Reproduce every entry below verbatim, keeping each line and its order unchanged.

** Start of Data shown **

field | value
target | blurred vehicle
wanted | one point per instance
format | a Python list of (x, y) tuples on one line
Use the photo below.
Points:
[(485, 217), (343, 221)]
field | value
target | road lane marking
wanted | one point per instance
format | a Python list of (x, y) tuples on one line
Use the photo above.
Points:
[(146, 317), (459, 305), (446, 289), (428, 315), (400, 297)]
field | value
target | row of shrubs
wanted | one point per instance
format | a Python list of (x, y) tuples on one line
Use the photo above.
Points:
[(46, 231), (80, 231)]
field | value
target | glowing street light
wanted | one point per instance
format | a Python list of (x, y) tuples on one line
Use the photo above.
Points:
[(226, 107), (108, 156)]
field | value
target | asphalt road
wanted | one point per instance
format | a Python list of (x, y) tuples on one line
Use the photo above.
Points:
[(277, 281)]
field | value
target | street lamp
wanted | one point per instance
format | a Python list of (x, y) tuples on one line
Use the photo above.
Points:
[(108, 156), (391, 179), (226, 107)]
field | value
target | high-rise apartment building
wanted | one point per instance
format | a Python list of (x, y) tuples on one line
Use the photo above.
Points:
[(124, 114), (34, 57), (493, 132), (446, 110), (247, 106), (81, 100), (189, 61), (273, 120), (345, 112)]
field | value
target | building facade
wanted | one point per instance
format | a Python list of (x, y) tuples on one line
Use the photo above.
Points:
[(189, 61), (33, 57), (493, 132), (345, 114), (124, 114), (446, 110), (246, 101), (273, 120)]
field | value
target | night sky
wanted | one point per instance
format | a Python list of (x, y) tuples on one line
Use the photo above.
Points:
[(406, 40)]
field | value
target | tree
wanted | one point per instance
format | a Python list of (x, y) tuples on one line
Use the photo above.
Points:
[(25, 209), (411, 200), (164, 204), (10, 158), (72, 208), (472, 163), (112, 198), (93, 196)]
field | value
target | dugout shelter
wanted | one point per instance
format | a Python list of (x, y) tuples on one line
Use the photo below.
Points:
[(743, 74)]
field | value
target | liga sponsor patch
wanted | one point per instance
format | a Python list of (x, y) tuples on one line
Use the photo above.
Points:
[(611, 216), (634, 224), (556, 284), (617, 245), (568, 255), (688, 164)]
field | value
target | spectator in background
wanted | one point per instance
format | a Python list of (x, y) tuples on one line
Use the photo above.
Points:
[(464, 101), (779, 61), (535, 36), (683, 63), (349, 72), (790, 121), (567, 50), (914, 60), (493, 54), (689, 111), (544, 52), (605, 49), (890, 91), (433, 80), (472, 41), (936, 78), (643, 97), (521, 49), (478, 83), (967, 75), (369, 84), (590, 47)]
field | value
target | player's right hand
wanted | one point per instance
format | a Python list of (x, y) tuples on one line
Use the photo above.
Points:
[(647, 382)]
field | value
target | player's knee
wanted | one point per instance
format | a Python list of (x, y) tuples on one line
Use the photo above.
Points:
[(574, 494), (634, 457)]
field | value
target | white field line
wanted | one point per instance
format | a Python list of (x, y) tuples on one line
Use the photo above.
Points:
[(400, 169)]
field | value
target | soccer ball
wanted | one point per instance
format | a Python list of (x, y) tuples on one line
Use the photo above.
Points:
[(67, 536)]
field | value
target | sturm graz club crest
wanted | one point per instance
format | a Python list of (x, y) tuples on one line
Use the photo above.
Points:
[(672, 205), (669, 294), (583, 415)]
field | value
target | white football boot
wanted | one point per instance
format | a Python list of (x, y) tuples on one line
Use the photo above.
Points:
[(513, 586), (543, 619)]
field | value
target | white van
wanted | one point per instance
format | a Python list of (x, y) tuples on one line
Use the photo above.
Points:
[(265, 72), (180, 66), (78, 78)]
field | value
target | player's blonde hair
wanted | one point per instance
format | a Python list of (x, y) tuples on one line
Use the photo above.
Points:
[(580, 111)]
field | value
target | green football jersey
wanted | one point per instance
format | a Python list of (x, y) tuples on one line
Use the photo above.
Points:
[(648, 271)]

** End of Data shown **

Result for this task ->
field | value
target | blurred vehicle
wanted | one point per instance
format | a Python list of (x, y) tuples on one line
Use the photo below.
Points:
[(485, 217), (343, 221)]
field | value
target | road lane marking
wanted | one point per instance
format | a Python list of (x, y) tuples on one line
Use the photo above.
Points:
[(146, 317), (459, 305), (446, 289), (428, 315), (400, 297)]
field | value
target | row of shrubs
wanted | one point per instance
format | a Python list of (x, y) tuples on one line
Use the photo above.
Points:
[(46, 231), (80, 231)]
field | value
target | glowing street light
wanted | one point per instance
format | a Python list of (x, y) tuples on one line
Use the photo above.
Points:
[(226, 107), (108, 156)]
field | value
target | asphalt road
wanted | one point per instance
format | a Python list of (x, y) tuples on one line
Use the photo above.
Points:
[(277, 281)]
field | value
target | street lamp
wanted | one point per instance
format | a Python list of (x, y) tuples on one line
Use the photo above.
Points:
[(108, 156), (391, 179), (226, 107)]
field | value
target | high-rise apartment building
wanted | one point per instance
format | a Python list of (x, y) tuples on one line
Use the photo above.
Points:
[(124, 114), (34, 57), (493, 132), (446, 110), (247, 106), (81, 100), (189, 61), (273, 120), (345, 112)]
field | value
target | building facade
wanted | one point per instance
format | a Python list of (x, y) tuples on one line
Use the photo above.
Points:
[(189, 61), (33, 57), (493, 132), (345, 114), (124, 114), (446, 110), (246, 101), (273, 120)]
field | value
target | night sky
wanted | one point per instance
format | a Python list of (x, y) tuples on one line
Use the photo above.
Points:
[(406, 40)]
field | value
target | tree
wanted | one point per instance
format | a Python list of (x, y) tuples on one line
Use the photo above.
Points:
[(25, 209), (411, 200), (164, 204), (10, 158), (72, 208), (472, 163), (112, 198), (93, 196)]
field | value
target | dugout shelter
wanted | one point per instance
format | a Python list of (x, y) tuples on one line
Use the photo below.
Points:
[(743, 74)]
field | value
target | liga sponsor patch
wanted | one point per instance
format | a Python list of (x, y) tuples on one line
Use the photo above.
Points:
[(611, 216), (634, 224), (556, 284), (617, 245), (568, 255), (688, 164)]
field | value
target | spectator in background
wanted | one point per instance
format | a Python list of (x, y) tuples on one line
Use the photo above.
Points:
[(464, 101), (779, 61), (535, 36), (683, 63), (349, 72), (790, 121), (567, 50), (914, 60), (493, 54), (689, 111), (544, 52), (605, 49), (890, 91), (433, 80), (472, 41), (936, 78), (643, 97), (521, 49), (478, 83), (967, 75), (369, 84), (590, 47)]
field | value
target | player's right hand
wanted | one point per instance
format | a Python list of (x, y) tuples on one line
Use the photo above.
Points:
[(647, 382)]
field | value
target | player's knee
wanted | one point per instance
format | a Python list of (x, y) tuples on one line
Use the photo above.
Points:
[(574, 494), (634, 457)]
field | value
target | white field line
wanted | one point per instance
format | a Python list of (x, y) tuples on one line
Use the photo above.
Points:
[(400, 169)]
field | value
target | soccer ball
wanted | one point per instance
format | a Python list of (x, y) tuples on one line
Use the photo above.
Points:
[(67, 536)]
field | value
target | sturm graz club crest
wanted | one point per instance
format | a Python list of (x, y) tuples on one line
Use the photo above.
Points:
[(672, 205), (669, 294), (583, 415)]
field | value
target | white football boot
wanted | one point per instance
format | a Python list of (x, y) tuples on one line
Use the photo above.
Points:
[(513, 586), (543, 619)]
field | value
target | white van
wanted | one point per instance
format | a Python list of (x, y) tuples on one line
Use the photo above.
Points:
[(265, 72), (180, 66), (78, 78)]
field | value
target | player's blonde hair
wanted | one point per instance
format | a Python list of (x, y) tuples on one line
Use the photo above.
Points:
[(580, 111)]
field | value
target | green football jersey
wanted | one point per instance
format | a Python list of (x, y) tuples on one line
Use the photo above.
Points:
[(648, 271)]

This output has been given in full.